>> START Input rows

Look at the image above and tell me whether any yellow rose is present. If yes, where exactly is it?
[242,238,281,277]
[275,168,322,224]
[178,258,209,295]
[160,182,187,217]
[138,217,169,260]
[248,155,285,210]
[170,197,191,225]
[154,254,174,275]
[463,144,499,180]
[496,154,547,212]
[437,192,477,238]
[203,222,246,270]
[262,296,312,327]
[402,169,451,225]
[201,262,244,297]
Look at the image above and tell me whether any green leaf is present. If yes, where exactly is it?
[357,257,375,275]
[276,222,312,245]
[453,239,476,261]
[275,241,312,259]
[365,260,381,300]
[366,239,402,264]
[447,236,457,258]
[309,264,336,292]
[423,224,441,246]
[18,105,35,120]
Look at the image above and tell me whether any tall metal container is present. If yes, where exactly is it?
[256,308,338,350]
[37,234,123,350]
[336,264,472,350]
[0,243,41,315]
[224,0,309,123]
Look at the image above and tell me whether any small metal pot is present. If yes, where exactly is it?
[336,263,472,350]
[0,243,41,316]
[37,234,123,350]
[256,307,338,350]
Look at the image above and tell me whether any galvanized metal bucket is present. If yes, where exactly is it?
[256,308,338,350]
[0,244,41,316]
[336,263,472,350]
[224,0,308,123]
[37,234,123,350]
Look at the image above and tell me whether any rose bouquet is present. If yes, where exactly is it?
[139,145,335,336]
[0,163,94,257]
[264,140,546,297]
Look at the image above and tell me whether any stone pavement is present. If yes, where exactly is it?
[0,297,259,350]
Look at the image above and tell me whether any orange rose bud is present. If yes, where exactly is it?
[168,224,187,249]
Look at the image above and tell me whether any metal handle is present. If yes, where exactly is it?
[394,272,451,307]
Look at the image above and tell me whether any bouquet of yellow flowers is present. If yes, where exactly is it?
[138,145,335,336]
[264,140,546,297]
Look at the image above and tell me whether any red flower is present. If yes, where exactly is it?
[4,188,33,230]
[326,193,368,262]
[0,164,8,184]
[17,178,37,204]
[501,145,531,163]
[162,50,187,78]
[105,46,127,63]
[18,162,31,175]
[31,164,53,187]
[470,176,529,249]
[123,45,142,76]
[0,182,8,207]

>> END Input rows

What needs to be done: Rewrite the listing above, swapping every occurrence of "metal" for "steel" and leaving everything else unchanged.

Complete answer:
Look at the image above and tell me whether any yellow rose is present. If yes, where exactly is it?
[242,238,281,277]
[275,168,322,224]
[178,258,209,295]
[160,182,187,217]
[138,217,169,260]
[248,155,285,210]
[170,197,191,225]
[154,254,174,275]
[463,144,499,180]
[496,154,547,212]
[437,192,477,238]
[203,222,246,270]
[262,296,312,327]
[402,169,451,225]
[201,262,244,297]
Look at the image above and tell me whether any green leaf is present. If yes, where exactly is it?
[357,257,375,275]
[276,222,312,245]
[453,239,476,261]
[275,241,312,259]
[365,260,381,300]
[366,239,402,264]
[447,236,457,258]
[309,264,336,292]
[423,224,441,246]
[18,105,35,120]
Look at the image above and tell me whether any tall steel container is present. If yes, where exactly is it?
[256,308,338,350]
[37,234,123,350]
[336,264,472,350]
[0,243,41,315]
[224,0,309,123]
Look at the image above and tell me whether any small steel pot is present. If yes, where exactly is it?
[336,263,472,350]
[0,243,41,316]
[37,234,123,350]
[256,307,338,350]
Look at the image above and tell me whether any galvanized steel bucket is present. If yes, where exactly is it?
[256,308,338,350]
[0,244,41,316]
[336,263,472,350]
[224,0,308,123]
[37,234,123,350]
Look at the image above and tell me whether any rose bouquet is present. If yes, where exactly is it?
[139,145,335,336]
[0,163,94,257]
[264,140,546,297]
Look at the image above and tell me whether any stone pavement is present. If yes, where exactly is it?
[0,297,259,350]
Look at the image above and tell me whether any orange rose bud is present. If yes, where exactly is it?
[168,224,187,249]
Look at the image above and tell me whether any steel handle is present. If yes, where exactly is it?
[394,272,451,307]
Look at the image above and tell me whether any bouquet of yellow flowers is present. If yes, where exactly is it?
[138,145,335,336]
[264,140,546,297]
Look at the image above and tell me whether any red flower is present. If yes, where exactly is it?
[4,188,33,230]
[326,193,368,262]
[0,164,8,184]
[17,178,37,204]
[501,145,531,163]
[162,50,187,78]
[105,46,127,63]
[18,162,31,175]
[31,164,53,187]
[470,176,529,249]
[123,45,142,76]
[0,182,8,207]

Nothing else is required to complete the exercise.